# Required work
Give only a number in reply. It should be how many lines in the records contain the string "facade".

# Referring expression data
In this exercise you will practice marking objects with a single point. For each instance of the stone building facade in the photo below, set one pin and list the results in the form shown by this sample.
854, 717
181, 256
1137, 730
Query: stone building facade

# Result for this exercise
2